━━━ EXERCISE MATERIALS ━━━

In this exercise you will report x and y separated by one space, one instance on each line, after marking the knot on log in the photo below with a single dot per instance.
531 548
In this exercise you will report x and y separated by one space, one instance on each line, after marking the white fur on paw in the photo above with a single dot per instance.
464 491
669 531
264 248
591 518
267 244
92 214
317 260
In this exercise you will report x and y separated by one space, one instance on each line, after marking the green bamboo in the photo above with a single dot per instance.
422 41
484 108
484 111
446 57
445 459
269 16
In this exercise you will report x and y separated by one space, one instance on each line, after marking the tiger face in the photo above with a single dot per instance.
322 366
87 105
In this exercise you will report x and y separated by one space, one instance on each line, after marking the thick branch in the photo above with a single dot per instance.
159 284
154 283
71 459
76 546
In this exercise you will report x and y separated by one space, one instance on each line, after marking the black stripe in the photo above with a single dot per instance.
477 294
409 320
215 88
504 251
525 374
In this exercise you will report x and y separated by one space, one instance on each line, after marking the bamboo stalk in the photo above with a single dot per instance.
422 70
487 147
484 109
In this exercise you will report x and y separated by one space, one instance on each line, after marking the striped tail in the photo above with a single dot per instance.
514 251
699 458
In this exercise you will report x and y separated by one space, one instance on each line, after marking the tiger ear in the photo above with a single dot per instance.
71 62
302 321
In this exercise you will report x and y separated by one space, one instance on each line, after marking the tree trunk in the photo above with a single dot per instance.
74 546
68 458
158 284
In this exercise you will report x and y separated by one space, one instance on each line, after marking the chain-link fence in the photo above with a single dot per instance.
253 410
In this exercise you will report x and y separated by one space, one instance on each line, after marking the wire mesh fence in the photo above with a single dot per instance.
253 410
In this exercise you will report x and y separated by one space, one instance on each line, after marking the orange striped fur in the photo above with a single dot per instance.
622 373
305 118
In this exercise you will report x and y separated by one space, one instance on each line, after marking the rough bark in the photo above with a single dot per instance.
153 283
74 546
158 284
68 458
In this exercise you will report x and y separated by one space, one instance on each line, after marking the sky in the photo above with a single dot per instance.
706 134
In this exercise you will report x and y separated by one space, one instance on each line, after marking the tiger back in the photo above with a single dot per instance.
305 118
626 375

━━━

TASK. Retype each entry exactly, missing none.

REPLY TO THE EXERCISE.
In this exercise you will report x and y separated by one space, one instance on each line, after marking the knot on log in the photo below with a single dot per instance.
531 548
In this exercise you will report x and y separated by one space, one instance on each line, after marking the white fur on paw in the photo above with a single dot per instance.
464 491
669 531
264 248
591 518
267 244
92 214
317 260
In this exercise you will report x and y separated by one space, one instance on each line, after marking the green bamboo in the photo above with a single dot per instance.
422 41
484 108
484 111
446 57
445 459
269 16
In this exercise you will report x and y separated by one space, one instance on each line, after marking the tiger face in the photo above with a single dot per instance.
322 366
87 105
In this exercise you will report x and y separated by one space, one instance on each line, after marking the thick branch in the photo above with a single dot per instance.
159 284
154 283
71 459
76 546
In this exercise you will report x and y separated by one space, one instance on each line, after marking the black stripe in the photo above with a single dot per instance.
477 294
409 320
215 88
504 251
525 374
In this exercise you will report x and y separated by one space, one instance on each line, after marking the bamboo stalk in the photo above with a single dot per instance.
422 70
487 147
484 109
In this exercise you will report x and y separated by one space, one instance on each line, after marking the striped tail in the photo above with a single dot per instance.
514 251
699 458
In this exercise you will report x and y separated by one space, one instance on each line, after marking the tiger ear in the photo above with a single dot per instance.
71 62
302 321
In this exercise you will report x and y separated by one space, one instance on each line, after marking the tree trunk in the photo above with a single dot per instance.
74 546
68 458
158 284
In this exercise you will report x and y separated by one space, one instance on each line, after marking the chain-link fence in the photo above with a single dot per instance.
253 410
In this exercise you will report x and y separated by one space, one instance on each line, after marking the wire mesh fence in the photo above with a single dot per instance.
253 410
In this exercise you will report x and y separated by one space, one instance on each line, after marking the orange striped fur in the photo above with a single dot per instance.
622 373
305 118
In this exercise you will report x and y separated by one space, one instance on each line, after marking the rough bark in the photo above with a single dot per instance.
153 283
74 546
158 284
68 458
In this exercise you will report x and y separated by one space, one instance on each line, after marking the sky in the photo above with a single dot per instance.
706 134
In this exercise you will report x and y separated by one space, one instance on each line, after marking the tiger back in the photo above with a single dot per instance.
305 118
626 375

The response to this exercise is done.